Indique cuántas de las líneas que aparecen a continuación contienen la palabra "above". Responda únicamente con la cifra.
______________________________
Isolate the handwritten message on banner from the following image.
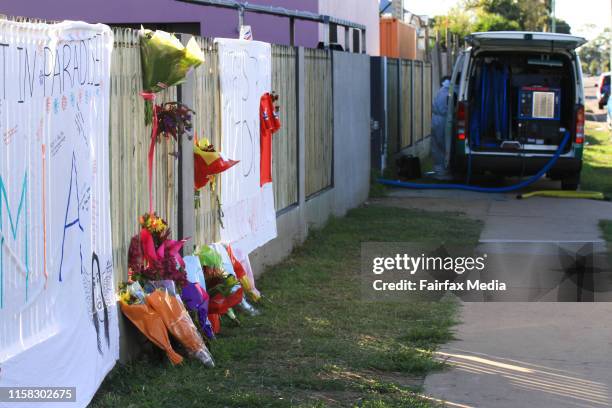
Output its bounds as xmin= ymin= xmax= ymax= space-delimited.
xmin=0 ymin=21 xmax=119 ymax=407
xmin=216 ymin=39 xmax=276 ymax=254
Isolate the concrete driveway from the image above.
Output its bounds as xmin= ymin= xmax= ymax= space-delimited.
xmin=376 ymin=189 xmax=612 ymax=408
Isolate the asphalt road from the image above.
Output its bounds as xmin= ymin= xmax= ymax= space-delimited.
xmin=382 ymin=180 xmax=612 ymax=408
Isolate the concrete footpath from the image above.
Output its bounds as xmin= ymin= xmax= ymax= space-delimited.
xmin=381 ymin=190 xmax=612 ymax=408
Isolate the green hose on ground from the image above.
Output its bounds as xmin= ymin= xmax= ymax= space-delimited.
xmin=516 ymin=190 xmax=606 ymax=200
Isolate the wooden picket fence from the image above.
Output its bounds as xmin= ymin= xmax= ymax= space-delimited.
xmin=304 ymin=49 xmax=334 ymax=197
xmin=109 ymin=28 xmax=178 ymax=281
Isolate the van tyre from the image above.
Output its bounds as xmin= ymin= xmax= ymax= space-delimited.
xmin=561 ymin=173 xmax=580 ymax=191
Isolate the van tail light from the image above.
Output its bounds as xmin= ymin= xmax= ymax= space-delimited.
xmin=576 ymin=105 xmax=584 ymax=144
xmin=456 ymin=102 xmax=467 ymax=140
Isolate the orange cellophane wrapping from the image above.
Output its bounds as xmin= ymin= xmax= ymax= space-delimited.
______________________________
→ Respuesta correcta
8